* TEXT PASSAGE *

Pakistan helped bring the Taliban to power? That's confusing. Didn't Pakistan's government tell the Taliban to give up Osama bin Laden? On the other hand, isn't Pakistan the only country that still recognizes the Taliban?
Pakistan's position is difficult. It's a military dictatorship with many citizens who want a more fundamentalist government. Pakistanis have gone to Afghanistan to volunteer for the Taliban, as they did for the mujahedeen. Recruits from Egypt, Saudi Arabia and dozens of other Islamic states go, too. Many Afghani members of the Taliban studied at Islamic schools in Pakistan, and some fighters trained in camps there. 
Then why is Pakistan helping the United States?
Several reasons. A majority of Pakistanis recoil from the Taliban's brand of Islam. Pakistan needs U.S. economic aid and will get more now that President Bush lifted sanctions imposed after Pakistan exploded a nuclear device in 1998. Pakistan also will need international help to deal with a new influx of refugees from Afghanistan. 
Why should the U.S. be friendly to Pakistan since Pakistan taught, trained and supported so many members of the Taliban?

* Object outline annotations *
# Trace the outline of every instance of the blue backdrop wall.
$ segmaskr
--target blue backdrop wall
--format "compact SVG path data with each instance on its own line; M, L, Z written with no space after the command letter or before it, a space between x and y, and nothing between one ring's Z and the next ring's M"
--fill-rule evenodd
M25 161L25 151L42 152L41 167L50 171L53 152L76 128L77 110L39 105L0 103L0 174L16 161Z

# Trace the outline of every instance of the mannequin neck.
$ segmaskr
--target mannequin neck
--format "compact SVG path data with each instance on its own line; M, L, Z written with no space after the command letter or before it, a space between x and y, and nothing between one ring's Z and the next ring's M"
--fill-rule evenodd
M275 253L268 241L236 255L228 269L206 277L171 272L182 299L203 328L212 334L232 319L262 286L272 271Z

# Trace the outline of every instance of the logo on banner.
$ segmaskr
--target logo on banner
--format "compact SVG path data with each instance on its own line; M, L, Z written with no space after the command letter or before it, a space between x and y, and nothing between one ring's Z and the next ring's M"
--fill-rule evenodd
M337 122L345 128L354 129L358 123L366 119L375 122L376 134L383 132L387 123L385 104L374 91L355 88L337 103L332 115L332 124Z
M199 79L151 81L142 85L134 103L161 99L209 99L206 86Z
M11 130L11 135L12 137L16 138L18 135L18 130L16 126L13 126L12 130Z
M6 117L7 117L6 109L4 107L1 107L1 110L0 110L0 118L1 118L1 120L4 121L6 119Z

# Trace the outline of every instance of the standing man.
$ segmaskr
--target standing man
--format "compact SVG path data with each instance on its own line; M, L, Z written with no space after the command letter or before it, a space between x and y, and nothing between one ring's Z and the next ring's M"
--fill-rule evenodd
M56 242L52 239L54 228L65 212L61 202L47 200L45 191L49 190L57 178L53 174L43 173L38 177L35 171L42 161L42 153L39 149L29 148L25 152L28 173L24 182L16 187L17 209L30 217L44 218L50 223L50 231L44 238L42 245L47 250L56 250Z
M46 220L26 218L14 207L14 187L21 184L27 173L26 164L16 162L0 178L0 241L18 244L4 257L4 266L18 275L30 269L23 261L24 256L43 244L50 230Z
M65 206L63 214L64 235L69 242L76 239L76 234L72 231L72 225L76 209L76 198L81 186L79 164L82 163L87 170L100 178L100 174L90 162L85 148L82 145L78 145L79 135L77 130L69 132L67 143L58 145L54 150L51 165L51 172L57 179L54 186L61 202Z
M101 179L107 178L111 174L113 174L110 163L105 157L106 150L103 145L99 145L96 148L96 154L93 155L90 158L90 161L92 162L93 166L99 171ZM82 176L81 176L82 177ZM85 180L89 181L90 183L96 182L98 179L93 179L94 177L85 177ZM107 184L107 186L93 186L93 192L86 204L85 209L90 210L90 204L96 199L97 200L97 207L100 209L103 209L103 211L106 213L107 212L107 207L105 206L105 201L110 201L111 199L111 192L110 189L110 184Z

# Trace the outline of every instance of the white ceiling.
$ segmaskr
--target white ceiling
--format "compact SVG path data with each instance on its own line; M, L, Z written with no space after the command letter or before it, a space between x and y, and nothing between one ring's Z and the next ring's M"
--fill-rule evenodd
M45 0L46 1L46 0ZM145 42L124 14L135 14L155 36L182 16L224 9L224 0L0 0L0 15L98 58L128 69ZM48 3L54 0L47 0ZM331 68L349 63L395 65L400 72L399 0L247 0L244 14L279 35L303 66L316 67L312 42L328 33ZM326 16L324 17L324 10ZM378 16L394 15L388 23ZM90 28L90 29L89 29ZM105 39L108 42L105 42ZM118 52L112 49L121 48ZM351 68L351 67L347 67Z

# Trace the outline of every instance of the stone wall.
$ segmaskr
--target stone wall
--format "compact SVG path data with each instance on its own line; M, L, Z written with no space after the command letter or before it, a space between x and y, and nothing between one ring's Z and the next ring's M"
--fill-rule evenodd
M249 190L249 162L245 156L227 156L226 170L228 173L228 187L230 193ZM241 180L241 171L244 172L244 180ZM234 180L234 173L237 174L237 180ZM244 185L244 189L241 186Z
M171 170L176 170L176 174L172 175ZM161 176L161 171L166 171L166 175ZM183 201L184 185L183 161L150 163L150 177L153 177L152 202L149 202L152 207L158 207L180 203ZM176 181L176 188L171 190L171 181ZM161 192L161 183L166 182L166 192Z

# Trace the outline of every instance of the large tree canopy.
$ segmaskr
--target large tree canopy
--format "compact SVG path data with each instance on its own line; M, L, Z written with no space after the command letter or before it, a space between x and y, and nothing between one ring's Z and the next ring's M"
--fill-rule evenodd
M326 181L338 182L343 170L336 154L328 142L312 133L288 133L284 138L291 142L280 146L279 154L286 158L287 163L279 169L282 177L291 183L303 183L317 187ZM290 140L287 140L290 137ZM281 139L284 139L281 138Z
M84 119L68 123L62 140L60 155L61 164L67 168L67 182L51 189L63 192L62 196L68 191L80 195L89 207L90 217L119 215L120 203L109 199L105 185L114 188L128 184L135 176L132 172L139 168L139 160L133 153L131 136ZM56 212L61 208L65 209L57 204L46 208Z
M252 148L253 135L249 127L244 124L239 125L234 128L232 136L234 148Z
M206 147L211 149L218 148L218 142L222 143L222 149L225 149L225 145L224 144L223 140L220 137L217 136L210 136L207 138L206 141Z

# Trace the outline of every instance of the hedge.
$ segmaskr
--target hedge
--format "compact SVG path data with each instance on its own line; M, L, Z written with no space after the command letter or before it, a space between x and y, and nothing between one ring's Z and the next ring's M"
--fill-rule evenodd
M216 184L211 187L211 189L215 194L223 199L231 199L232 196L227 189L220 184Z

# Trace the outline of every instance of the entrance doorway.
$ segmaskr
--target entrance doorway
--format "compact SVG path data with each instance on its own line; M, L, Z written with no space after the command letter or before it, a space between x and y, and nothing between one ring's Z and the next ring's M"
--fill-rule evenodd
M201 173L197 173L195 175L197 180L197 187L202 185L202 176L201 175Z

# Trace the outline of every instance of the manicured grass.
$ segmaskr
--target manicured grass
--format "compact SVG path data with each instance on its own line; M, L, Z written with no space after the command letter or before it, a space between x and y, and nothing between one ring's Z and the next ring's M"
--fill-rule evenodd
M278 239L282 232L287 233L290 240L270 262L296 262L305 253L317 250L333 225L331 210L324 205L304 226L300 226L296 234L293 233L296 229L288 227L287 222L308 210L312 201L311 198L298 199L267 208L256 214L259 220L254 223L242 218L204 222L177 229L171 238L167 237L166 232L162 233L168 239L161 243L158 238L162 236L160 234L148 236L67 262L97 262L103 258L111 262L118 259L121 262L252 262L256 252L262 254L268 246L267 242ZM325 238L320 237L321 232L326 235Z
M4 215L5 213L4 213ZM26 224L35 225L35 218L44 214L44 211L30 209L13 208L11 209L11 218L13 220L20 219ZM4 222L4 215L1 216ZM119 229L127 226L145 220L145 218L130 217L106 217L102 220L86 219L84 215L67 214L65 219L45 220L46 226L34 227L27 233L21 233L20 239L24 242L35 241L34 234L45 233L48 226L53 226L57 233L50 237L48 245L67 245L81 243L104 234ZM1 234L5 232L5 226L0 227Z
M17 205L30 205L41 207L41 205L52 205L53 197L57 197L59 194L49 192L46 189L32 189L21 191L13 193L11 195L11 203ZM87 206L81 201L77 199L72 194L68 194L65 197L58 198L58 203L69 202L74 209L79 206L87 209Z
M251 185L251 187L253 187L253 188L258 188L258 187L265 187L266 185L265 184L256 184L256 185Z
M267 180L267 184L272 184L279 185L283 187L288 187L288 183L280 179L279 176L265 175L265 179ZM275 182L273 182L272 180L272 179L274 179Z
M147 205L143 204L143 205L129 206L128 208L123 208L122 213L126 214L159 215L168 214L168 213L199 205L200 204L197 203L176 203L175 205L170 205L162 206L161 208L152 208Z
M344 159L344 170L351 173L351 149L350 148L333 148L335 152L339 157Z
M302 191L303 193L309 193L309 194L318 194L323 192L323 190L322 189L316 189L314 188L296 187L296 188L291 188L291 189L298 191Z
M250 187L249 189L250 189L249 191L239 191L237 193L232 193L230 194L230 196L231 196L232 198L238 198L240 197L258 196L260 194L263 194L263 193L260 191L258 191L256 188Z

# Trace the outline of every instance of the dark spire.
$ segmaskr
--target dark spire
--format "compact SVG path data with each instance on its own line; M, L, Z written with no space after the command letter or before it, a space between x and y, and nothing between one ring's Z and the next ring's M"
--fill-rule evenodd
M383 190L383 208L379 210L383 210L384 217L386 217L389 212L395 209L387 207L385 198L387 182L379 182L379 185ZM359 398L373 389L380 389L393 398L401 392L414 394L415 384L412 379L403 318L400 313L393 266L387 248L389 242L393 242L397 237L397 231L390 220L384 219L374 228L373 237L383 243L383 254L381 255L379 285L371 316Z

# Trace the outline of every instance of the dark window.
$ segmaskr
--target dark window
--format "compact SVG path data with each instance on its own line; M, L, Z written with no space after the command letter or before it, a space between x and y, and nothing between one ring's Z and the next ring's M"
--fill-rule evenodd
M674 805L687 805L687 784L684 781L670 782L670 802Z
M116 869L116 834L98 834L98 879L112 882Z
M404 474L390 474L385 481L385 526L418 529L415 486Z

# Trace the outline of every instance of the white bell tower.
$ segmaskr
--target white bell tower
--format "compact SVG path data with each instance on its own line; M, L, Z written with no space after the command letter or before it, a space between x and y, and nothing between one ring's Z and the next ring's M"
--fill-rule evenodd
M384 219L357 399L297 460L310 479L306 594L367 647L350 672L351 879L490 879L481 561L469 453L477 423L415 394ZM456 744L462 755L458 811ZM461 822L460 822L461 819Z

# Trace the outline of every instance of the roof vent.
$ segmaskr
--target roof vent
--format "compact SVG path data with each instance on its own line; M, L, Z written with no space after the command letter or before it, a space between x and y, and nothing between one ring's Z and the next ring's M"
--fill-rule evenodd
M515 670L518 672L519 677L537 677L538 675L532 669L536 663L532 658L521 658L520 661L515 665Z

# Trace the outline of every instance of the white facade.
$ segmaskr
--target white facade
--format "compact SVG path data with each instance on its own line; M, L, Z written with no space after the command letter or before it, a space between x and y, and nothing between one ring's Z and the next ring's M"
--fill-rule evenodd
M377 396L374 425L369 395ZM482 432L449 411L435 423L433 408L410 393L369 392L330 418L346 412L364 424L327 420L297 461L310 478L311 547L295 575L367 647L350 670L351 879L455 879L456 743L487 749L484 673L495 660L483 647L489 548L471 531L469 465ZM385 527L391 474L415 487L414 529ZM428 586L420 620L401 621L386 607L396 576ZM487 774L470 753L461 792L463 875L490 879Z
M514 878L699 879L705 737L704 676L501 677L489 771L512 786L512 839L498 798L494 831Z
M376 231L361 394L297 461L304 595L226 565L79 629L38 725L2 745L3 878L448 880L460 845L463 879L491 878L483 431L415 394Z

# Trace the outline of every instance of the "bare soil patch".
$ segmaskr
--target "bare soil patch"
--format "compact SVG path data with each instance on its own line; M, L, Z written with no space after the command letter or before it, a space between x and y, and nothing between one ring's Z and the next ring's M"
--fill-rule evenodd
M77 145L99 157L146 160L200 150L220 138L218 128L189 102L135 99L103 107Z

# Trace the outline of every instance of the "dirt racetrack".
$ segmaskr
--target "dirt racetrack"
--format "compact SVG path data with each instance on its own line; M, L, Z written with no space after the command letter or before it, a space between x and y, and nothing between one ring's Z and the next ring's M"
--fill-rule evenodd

* JOBS *
(A) In the passage on Pakistan and the Taliban, where did many Afghani members of the Taliban study?
(B) Reproduce part of the passage on Pakistan and the Taliban word for word, beginning at "Then why is" and stopping after "of the Taliban?".
(C) Resume the passage on Pakistan and the Taliban from its last line and keep writing.

* OUTPUTS FOR THE TASKS *
(A) At Islamic schools in Pakistan.

(B)
Then why is Pakistan helping the United States?
Several reasons. A majority of Pakistanis recoil from the Taliban's brand of Islam. Pakistan needs U.S. economic aid and will get more now that President Bush lifted sanctions imposed after Pakistan exploded a nuclear device in 1998. Pakistan also will need international help to deal with a new influx of refugees from Afghanistan. 
Why should the U.S. be friendly to Pakistan since Pakistan taught, trained and supported so many members of the Taliban?

(C)
Reason No. 1 is that Pakistan is a good place from which to monitor neighboring Afghanistan and to use as a base of operations. Reason No. 2 is that if Pakistan falls to Taliban-like extremists, those extremists would inherit Pakistan's nuclear capabilities. Reason No. 3 is that the United States hardly can blame Pakistan for training radicals when, in the 1980s, the United States helped Pakistan train Muslim radicals. 
And the United States did this because . . . ?
Because the Islamic radicals, or mujahedeen, were fighting against the Soviets, and those were the Cold War days. 
OK. Enough history. What about the Taliban now? Has it done anything good at all?
The Taliban banned cultivation of opium poppies, which dramatically reduced Afghan-based heroin production. A terrible drought also has cut poppy production. Unfortunately, the Taliban has not replaced the farmers' lost income. 
What is the structure of Taliban's government?
"Structure" is a pretty generous term to apply. The State Department says Afghanistan has no functioning government. What there is, according to some observers, resembles the insular, brutal and secretive style Cambodia's Khmer Rouge made infamous during the 1970s. Rather than provide services, the Taliban provides moral enforcement, through its Ministry for the Promotion of Virtue and Prevention of Vice, which identifies and punishes those who violate Taliban rules. Primarily, though, the Taliban is a military organization, still carrying on a civil war, headed by Mullah Mohammed Omar. He is the supreme ruler, though he seeks advice from a council of clerics, also called a ulema. Mullah Omar, it is believed, appoints all governors and commanders, whom he can move at will. The clerics, for example, ruled that the Taliban should ask Osama bin Laden to leave the country. But Mullah Omar might not enforce their decision. 
Why won't he or the clerics give up bin Laden?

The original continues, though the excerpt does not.